• **Exercise brief**
Reproduce the records word for word, from the line holding "Target: cornice" through the end of the records, including both ends.

——————

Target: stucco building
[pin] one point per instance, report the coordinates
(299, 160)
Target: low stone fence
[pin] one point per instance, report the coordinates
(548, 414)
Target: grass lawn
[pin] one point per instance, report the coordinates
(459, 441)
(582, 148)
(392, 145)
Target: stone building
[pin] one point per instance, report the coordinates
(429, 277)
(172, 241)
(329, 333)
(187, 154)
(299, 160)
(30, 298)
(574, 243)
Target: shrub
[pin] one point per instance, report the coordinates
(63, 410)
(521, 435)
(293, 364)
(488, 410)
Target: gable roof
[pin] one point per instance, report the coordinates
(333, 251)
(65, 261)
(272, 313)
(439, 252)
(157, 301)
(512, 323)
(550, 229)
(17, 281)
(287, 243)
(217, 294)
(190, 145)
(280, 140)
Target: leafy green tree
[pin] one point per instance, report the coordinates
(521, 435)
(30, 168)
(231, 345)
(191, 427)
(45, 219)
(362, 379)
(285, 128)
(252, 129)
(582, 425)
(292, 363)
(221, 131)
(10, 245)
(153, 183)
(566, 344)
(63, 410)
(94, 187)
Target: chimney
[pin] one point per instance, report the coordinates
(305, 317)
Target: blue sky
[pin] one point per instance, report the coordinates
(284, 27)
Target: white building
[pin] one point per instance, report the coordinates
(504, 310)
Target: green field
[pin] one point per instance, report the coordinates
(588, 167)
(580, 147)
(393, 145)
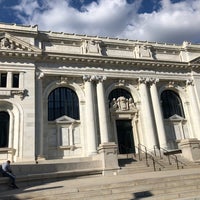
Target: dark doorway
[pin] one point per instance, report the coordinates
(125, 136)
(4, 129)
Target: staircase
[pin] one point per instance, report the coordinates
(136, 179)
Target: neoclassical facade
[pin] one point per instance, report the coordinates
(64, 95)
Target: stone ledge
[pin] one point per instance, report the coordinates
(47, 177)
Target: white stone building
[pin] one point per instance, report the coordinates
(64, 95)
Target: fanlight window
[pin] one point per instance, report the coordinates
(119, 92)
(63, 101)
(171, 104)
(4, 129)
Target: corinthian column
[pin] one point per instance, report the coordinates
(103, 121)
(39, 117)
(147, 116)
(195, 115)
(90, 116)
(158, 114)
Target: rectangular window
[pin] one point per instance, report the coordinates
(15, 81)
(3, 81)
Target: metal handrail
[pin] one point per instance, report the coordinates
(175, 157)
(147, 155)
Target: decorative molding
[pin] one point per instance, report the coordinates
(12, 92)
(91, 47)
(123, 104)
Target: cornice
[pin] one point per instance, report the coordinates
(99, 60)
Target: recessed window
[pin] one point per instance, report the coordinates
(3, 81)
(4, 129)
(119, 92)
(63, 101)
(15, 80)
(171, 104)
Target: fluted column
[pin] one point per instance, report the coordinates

——————

• **Solution below**
Target: cornice
[pin] one point per instance, report the coordinates
(99, 60)
Target: recessed window
[pin] one point per instance, report the coordinates
(3, 81)
(4, 129)
(119, 92)
(63, 101)
(15, 80)
(171, 104)
Target: fluted column
[pin] one point per instance, report the coordinates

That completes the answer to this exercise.